> **Excerpt**
[Start of Attachment]

Recently I was going through some old papers in an effort to tidy up, and I came across a page from my son’s infant feeding log. This piece of paper was 22 years old, but seeing it still felt like a punch to my stomach.
Born six weeks early after a harrowing pregnancy, our son’s earliest days and weeks were filled with sadness, anxiety and desperation.
We literally fed that child around the clock, yet he would not gain weight. We tried breastfeeding, then formula feeding, then a variety of foul-smelling predigested formulas. Every ounce consumed was carefully logged. Everything that exited his body was meticulously noted.
There were doctor’s appointments, specialist referrals, blood tests and x-rays. I’d feed him before each weigh-in at the pediatrician’s office, and pray he wouldn’t poop just so he’d be an ounce or two heavier than he was the week before.
That scale became my greatest foe, and I hated it with a passion.
Yet nothing we did worked, and our son’s weight continued to falter. Until all we were left with was a hospital admission, and three ugly words: “Failure to Thrive.”

[End of Attachment]

> **Listed records**
[Start of Attachment]

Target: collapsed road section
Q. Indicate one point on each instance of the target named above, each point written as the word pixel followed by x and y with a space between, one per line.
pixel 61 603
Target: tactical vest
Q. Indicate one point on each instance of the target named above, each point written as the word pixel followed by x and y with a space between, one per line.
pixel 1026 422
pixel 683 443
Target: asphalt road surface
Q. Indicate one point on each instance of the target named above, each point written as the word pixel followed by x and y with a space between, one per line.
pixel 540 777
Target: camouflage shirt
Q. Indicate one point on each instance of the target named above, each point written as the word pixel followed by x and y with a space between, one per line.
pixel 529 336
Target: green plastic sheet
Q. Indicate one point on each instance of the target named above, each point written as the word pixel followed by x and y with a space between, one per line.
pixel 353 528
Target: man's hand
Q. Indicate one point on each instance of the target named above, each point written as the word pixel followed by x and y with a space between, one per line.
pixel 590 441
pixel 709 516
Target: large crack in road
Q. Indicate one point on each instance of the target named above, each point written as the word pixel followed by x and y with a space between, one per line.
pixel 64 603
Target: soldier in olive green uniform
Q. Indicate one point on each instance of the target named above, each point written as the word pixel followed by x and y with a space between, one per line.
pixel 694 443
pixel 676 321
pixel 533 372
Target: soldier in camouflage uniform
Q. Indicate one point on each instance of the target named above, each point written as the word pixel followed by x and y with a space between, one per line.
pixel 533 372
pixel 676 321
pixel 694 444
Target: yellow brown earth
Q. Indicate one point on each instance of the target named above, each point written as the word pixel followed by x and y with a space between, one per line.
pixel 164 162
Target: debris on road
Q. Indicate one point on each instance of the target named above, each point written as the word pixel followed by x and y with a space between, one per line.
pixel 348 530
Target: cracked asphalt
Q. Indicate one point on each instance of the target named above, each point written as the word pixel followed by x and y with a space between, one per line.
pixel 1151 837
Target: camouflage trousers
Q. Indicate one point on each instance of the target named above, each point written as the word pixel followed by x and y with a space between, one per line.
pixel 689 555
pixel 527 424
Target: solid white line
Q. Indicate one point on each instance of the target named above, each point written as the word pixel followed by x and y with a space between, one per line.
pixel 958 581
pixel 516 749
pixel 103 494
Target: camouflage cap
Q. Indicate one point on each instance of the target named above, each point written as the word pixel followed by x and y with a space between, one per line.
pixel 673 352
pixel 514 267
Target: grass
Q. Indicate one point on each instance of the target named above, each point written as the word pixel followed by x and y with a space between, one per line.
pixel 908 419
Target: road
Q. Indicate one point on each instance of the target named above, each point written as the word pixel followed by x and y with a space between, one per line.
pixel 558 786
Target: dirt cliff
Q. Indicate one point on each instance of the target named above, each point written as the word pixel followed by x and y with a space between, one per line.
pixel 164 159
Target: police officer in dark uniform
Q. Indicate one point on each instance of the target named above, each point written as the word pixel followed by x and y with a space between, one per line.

[End of Attachment]

> **Activity 1**
According to the essay, how early was the son born?
> **Activity 2**
Quote the essay, everything from "We literally fed" down to "was meticulously noted.".
> **Activity 3**
Name every way of feeding the son that the essay says was tried.
The listing that appears with this essay was drawn from a separate source.

> **Answer box 1**
Six weeks early.

> **Answer box 2**
We literally fed that child around the clock, yet he would not gain weight. We tried breastfeeding, then formula feeding, then a variety of foul-smelling predigested formulas. Every ounce consumed was carefully logged. Everything that exited his body was meticulously noted.

> **Answer box 3**
Breastfeeding, formula feeding, and a variety of foul-smelling predigested formulas.